- _Çıkarılan metin_
● ● ● ●
3. Hukuk Dairesi 2017/10696 E. , 2019/5831 K.


Kilitli
Kullanıcı avatarı
İctihat
Mesajlar: 681327
Kayıt: 30 Mar 2021, 02:46

3. Hukuk Dairesi 2017/10696 E. , 2019/5831 K.


'İçtihat Metni'

MAHKEMESİ :SULH HUKUK MAHKEMESİ

Taraflar arasındaki itirazın iptali davasının mahkemece yapılan yargılaması sonucunda, davada karar verilmesine yer olmadığına yönelik olarak verilen hükmün, süresi içinde davacı vekili tarafından temyiz edilmesi üzerine; temyiz dilekçesinin kabulüne karar verildikten sonra, dosya içerisindeki kağıtlar okunup gereği düşünüldü:

Y A R G I T A Y K A R A R I

Davacı; davalı ile akdedilen 01/04/2013 tarihli kira sözleşmesi uyarınca taşınmazın davalı tarafından kullanıldığını, anılan sözleşmede telefon, elektrik, su, ısıtma, soğutma telefon v.s. giderler ile kiralanan alana isabet edecek aidat bedelinin kiracı tarafından ödeneceğinin belirlendiğini, davalı kiracının ödemediği 2014 yılı mayıs, haziran, temmuz ayları aidat bedeli ile ilaçlama bedelleri toplamı olan 3.337,48 TL’ nin tahsili için yapılan ihtarların sonuçsuz kalması üzerine İstanbul 1. İcra Müdürlüğünün 2014/23008 sayılı takip dosyası aracılığıyla davalı hakkında icra takibi başlatıldığını, ancak davalı tarafından icra takibine itiraz edildiğini ve itirazın haksız olduğunu ileri sürerek davalı borçlu itirazının iptaline ve takibin devamına, icra inkar tazminatına hükmedilmesine karar verilmesini talep etmiştir.
● ● ● ●
- _Kayıtlar_

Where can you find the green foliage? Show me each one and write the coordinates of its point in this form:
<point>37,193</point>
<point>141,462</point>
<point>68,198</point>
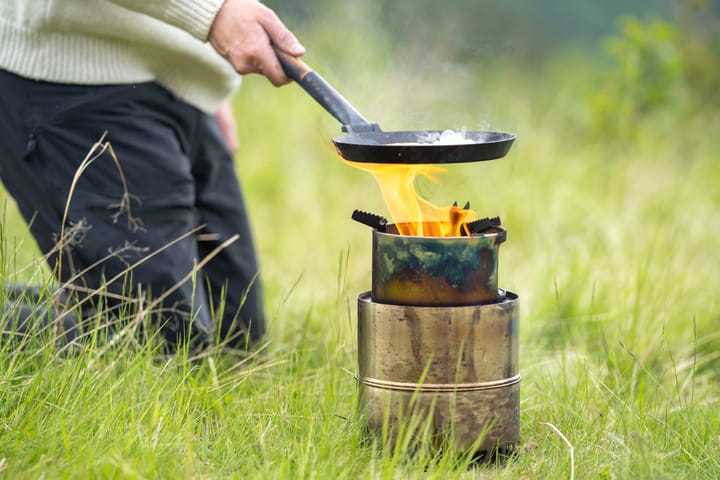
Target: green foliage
<point>612,248</point>
<point>660,68</point>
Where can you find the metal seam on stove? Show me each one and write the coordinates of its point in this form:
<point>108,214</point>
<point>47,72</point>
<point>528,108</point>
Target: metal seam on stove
<point>439,387</point>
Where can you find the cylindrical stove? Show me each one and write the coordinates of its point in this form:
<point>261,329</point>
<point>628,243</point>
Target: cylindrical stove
<point>438,339</point>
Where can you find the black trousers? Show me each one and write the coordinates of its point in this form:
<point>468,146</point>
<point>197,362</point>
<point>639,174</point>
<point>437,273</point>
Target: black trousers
<point>177,175</point>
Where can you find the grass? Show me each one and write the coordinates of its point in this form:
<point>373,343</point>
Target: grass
<point>612,248</point>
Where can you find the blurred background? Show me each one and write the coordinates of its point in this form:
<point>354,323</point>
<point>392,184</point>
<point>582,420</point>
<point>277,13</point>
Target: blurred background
<point>611,194</point>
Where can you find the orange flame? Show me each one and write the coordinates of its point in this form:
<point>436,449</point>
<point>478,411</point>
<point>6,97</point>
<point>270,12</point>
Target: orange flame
<point>412,214</point>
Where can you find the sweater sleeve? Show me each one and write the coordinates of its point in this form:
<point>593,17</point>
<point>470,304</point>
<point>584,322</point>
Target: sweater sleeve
<point>193,16</point>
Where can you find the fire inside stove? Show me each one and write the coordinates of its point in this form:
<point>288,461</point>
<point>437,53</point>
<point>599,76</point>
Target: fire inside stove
<point>436,336</point>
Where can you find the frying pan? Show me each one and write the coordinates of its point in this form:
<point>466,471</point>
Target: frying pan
<point>365,142</point>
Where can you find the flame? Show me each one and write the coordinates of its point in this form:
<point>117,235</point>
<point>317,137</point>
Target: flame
<point>412,214</point>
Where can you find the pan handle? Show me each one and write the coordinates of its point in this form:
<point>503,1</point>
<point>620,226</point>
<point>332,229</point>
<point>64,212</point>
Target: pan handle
<point>324,94</point>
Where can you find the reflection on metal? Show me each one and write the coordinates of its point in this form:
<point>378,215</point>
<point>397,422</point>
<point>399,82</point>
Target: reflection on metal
<point>435,271</point>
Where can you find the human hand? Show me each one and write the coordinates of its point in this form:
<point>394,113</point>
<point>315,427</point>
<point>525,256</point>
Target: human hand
<point>228,128</point>
<point>243,32</point>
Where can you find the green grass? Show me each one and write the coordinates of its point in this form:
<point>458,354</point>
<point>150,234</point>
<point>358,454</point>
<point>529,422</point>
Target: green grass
<point>612,246</point>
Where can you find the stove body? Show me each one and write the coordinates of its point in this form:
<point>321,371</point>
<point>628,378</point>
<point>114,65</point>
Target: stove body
<point>438,339</point>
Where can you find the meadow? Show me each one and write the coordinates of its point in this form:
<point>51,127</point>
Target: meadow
<point>612,208</point>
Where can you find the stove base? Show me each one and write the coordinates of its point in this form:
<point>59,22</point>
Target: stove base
<point>455,367</point>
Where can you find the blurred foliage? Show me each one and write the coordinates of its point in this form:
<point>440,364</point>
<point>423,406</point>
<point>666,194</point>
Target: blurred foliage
<point>649,76</point>
<point>661,68</point>
<point>468,30</point>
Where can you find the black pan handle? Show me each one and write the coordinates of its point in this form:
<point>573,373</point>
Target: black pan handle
<point>324,94</point>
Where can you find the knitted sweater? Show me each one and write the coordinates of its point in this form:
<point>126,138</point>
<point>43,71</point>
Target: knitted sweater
<point>97,42</point>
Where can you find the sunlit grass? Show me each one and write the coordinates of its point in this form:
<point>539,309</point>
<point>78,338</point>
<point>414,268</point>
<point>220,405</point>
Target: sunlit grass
<point>612,247</point>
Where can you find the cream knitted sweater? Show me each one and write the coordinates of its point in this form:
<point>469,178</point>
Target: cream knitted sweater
<point>117,41</point>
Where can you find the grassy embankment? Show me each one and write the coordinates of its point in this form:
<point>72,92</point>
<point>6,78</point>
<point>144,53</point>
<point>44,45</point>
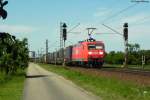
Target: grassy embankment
<point>106,88</point>
<point>11,86</point>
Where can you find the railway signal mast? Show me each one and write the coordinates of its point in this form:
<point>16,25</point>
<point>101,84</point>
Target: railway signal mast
<point>3,12</point>
<point>125,35</point>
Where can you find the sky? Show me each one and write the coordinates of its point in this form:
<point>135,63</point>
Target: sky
<point>39,20</point>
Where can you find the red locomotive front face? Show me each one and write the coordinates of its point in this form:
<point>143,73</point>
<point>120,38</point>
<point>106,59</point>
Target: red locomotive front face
<point>96,50</point>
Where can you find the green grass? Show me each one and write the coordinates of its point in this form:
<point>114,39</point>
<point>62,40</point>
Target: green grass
<point>106,88</point>
<point>11,87</point>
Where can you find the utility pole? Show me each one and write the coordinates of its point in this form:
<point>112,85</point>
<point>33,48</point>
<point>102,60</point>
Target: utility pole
<point>143,61</point>
<point>125,32</point>
<point>46,50</point>
<point>61,35</point>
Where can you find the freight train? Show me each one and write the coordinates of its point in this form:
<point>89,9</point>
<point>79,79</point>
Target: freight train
<point>85,53</point>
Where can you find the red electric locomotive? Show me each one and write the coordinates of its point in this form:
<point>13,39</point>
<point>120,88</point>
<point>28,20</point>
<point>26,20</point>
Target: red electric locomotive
<point>89,52</point>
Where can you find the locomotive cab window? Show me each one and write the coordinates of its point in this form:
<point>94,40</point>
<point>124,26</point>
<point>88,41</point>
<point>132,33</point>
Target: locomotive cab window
<point>92,47</point>
<point>99,47</point>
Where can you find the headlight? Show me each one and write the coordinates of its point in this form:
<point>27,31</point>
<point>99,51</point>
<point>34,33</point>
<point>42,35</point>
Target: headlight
<point>89,53</point>
<point>101,53</point>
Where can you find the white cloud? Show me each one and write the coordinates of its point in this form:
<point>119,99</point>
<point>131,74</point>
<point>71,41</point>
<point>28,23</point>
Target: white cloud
<point>17,29</point>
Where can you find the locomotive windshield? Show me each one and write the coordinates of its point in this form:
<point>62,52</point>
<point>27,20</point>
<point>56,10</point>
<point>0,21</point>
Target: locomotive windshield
<point>93,47</point>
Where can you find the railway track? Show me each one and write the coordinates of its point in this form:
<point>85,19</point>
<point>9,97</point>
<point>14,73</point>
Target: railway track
<point>128,70</point>
<point>132,71</point>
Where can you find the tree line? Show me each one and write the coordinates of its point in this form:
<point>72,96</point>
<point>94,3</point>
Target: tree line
<point>13,53</point>
<point>134,56</point>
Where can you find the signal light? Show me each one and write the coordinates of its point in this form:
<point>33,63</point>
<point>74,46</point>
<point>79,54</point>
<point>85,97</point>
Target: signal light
<point>64,31</point>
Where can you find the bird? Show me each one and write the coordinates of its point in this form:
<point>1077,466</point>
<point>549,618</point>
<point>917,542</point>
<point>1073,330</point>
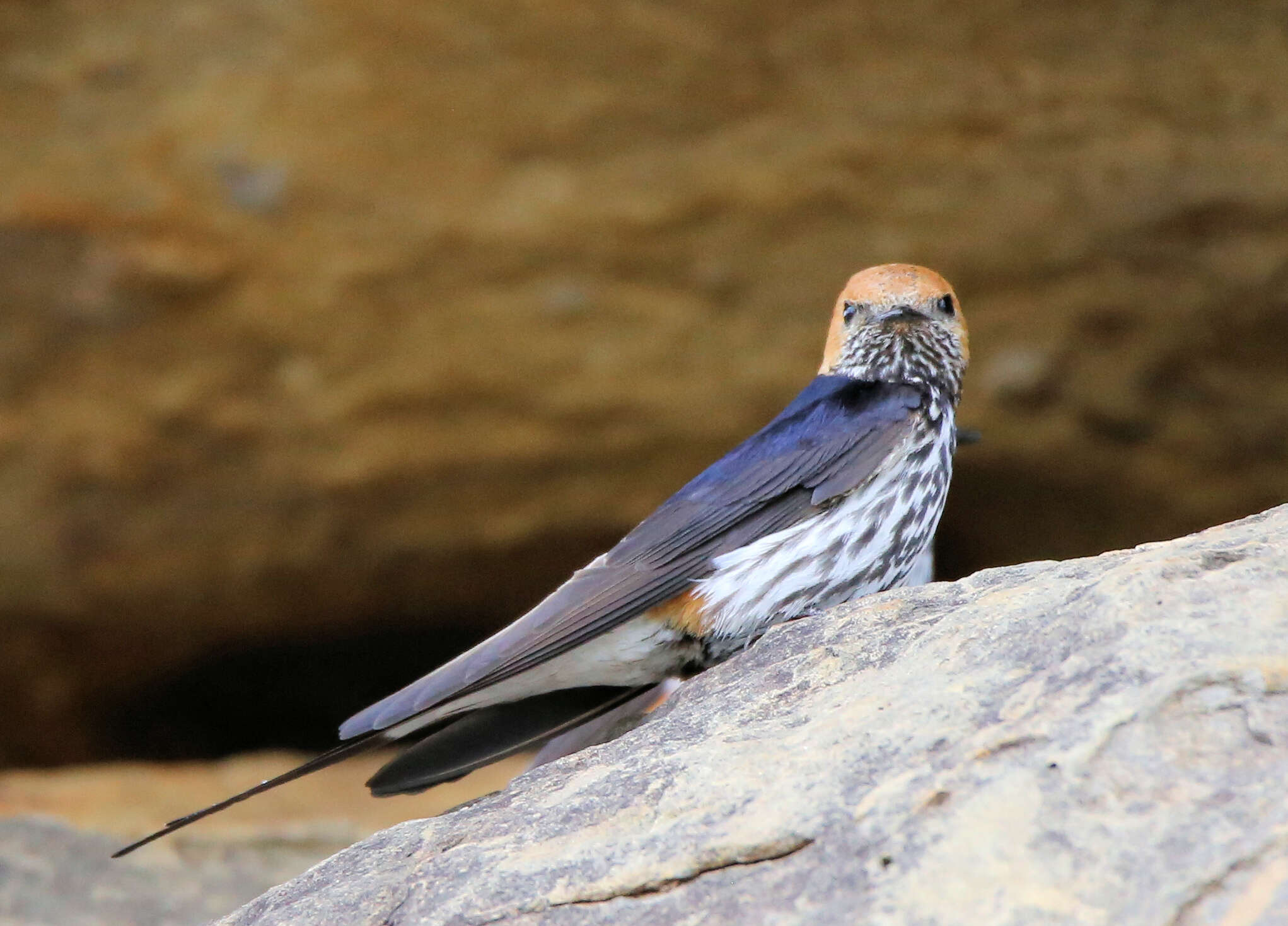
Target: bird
● ● ● ●
- _Görev listesi_
a: Yargıtay kararından "Davacı; davalı ile" sözleriyle başlayıp "verilmesini talep etmiştir." sözleriyle biten bölümü harfi harfine yeniden yazın.
b: Yargıtay kararına göre davacı, davalı hakkında icra takibini hangi gerekçeyle başlatmıştır? Bir ila üç cümleyle açıklayın.

- _Yanıtlar_
a:
Davacı; davalı ile akdedilen 01/04/2013 tarihli kira sözleşmesi uyarınca taşınmazın davalı tarafından kullanıldığını, anılan sözleşmede telefon, elektrik, su, ısıtma, soğutma telefon v.s. giderler ile kiralanan alana isabet edecek aidat bedelinin kiracı tarafından ödeneceğinin belirlendiğini, davalı kiracının ödemediği 2014 yılı mayıs, haziran, temmuz ayları aidat bedeli ile ilaçlama bedelleri toplamı olan 3.337,48 TL’ nin tahsili için yapılan ihtarların sonuçsuz kalması üzerine İstanbul 1. İcra Müdürlüğünün 2014/23008 sayılı takip dosyası aracılığıyla davalı hakkında icra takibi başlatıldığını, ancak davalı tarafından icra takibine itiraz edildiğini ve itirazın haksız olduğunu ileri sürerek davalı borçlu itirazının iptaline ve takibin devamına, icra inkar tazminatına hükmedilmesine karar verilmesini talep etmiştir.

b: Kira sözleşmesine göre kiralanan alana düşen aidat bedeli kiracı tarafından ödenecekti, ancak davalı kiracı 2014 yılı mayıs, haziran ve temmuz aylarının aidat bedelini ve ilaçlama bedellerini ödemedi. Toplam 3.337,48 TL'nin tahsili için yapılan ihtarlar sonuçsuz kalınca davacı, İstanbul 1. İcra Müdürlüğünün 2014/23008 sayılı takip dosyası aracılığıyla icra takibi başlattı.